EXERCISE AIM: How many lines in the records contain the string "mask", counting only matches with the same capitalization? Reply with the number alone.
** Begin TASK MATERIAL **
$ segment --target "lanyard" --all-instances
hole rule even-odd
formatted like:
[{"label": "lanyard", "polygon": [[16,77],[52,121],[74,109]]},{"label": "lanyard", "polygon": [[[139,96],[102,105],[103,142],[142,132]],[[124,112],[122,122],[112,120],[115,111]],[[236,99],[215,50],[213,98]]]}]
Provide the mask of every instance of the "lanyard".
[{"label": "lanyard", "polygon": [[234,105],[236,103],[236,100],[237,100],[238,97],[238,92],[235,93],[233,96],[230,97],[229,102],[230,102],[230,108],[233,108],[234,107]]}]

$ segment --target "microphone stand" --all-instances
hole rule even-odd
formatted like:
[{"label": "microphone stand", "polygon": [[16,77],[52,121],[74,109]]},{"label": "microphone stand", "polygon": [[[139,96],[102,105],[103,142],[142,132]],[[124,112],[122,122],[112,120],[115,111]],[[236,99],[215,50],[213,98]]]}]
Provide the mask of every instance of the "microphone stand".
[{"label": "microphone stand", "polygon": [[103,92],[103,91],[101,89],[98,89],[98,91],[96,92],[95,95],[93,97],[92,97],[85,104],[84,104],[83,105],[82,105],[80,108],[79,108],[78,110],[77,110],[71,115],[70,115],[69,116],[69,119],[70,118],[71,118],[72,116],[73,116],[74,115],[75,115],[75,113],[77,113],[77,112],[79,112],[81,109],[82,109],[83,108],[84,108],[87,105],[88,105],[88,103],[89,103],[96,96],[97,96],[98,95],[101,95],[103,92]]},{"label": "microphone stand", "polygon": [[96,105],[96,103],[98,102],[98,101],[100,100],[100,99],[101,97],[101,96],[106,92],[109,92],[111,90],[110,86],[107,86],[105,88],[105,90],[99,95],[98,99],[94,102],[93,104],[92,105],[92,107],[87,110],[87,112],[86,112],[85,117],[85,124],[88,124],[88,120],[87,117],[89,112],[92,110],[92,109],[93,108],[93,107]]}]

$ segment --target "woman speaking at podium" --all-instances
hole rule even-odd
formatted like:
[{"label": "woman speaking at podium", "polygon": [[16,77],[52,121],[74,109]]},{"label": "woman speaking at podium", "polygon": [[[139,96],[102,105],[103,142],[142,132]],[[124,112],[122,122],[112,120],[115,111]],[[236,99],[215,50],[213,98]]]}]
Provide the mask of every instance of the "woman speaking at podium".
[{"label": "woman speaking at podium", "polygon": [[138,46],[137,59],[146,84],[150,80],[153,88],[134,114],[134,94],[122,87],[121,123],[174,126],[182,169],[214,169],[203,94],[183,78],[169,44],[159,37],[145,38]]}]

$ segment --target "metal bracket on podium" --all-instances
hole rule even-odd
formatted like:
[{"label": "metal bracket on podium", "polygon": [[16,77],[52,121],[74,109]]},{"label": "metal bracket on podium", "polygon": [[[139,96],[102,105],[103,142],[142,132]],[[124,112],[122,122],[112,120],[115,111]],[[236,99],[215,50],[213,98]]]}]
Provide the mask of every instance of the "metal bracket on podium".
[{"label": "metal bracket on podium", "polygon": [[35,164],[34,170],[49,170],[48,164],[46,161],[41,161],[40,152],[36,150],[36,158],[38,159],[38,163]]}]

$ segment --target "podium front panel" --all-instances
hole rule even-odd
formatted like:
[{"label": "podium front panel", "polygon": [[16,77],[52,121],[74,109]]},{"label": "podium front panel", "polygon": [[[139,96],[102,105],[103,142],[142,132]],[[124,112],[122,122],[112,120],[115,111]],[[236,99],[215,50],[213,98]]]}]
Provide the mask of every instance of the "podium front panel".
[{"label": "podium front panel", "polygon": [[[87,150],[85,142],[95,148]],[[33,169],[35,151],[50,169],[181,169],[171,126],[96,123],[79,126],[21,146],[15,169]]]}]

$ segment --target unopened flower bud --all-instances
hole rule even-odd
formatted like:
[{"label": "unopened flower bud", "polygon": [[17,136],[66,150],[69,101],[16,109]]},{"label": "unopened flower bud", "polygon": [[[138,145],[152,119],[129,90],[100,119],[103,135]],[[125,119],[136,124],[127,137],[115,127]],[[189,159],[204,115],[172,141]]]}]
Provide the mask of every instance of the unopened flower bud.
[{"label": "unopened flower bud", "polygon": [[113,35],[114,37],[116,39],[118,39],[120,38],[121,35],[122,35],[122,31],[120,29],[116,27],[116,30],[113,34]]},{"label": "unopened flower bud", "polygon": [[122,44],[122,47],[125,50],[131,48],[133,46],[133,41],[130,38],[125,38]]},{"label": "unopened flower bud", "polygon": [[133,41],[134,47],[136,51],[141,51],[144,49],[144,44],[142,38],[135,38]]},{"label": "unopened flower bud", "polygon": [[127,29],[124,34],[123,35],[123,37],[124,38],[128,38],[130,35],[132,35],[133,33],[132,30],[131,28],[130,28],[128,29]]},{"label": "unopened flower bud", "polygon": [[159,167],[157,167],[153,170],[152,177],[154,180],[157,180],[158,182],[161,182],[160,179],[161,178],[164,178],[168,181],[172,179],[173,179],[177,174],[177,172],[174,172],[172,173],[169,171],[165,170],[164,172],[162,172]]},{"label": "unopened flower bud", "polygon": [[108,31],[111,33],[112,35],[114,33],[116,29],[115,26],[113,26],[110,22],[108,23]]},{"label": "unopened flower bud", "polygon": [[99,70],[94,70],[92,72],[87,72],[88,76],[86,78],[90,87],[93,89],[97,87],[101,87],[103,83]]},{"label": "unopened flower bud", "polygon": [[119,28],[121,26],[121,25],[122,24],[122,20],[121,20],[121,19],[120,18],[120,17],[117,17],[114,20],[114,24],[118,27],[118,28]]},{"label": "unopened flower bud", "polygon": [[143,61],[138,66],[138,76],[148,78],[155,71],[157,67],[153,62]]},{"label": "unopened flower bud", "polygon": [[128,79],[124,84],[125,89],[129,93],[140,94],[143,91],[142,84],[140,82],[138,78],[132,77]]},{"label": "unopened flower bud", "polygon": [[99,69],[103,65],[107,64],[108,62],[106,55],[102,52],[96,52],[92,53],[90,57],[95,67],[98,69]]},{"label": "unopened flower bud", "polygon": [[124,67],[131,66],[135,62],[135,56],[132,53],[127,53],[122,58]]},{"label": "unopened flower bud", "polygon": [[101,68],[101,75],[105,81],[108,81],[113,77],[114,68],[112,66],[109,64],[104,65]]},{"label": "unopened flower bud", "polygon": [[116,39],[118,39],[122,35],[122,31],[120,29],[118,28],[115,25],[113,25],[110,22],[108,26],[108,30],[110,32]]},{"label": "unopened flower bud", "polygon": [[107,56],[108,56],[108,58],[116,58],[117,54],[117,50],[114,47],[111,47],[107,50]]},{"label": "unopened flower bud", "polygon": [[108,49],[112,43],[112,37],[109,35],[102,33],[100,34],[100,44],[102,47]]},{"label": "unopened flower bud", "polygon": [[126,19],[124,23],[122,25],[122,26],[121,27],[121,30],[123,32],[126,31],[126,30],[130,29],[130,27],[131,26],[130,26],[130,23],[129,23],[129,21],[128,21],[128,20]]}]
** End TASK MATERIAL **
TASK SOLUTION: 6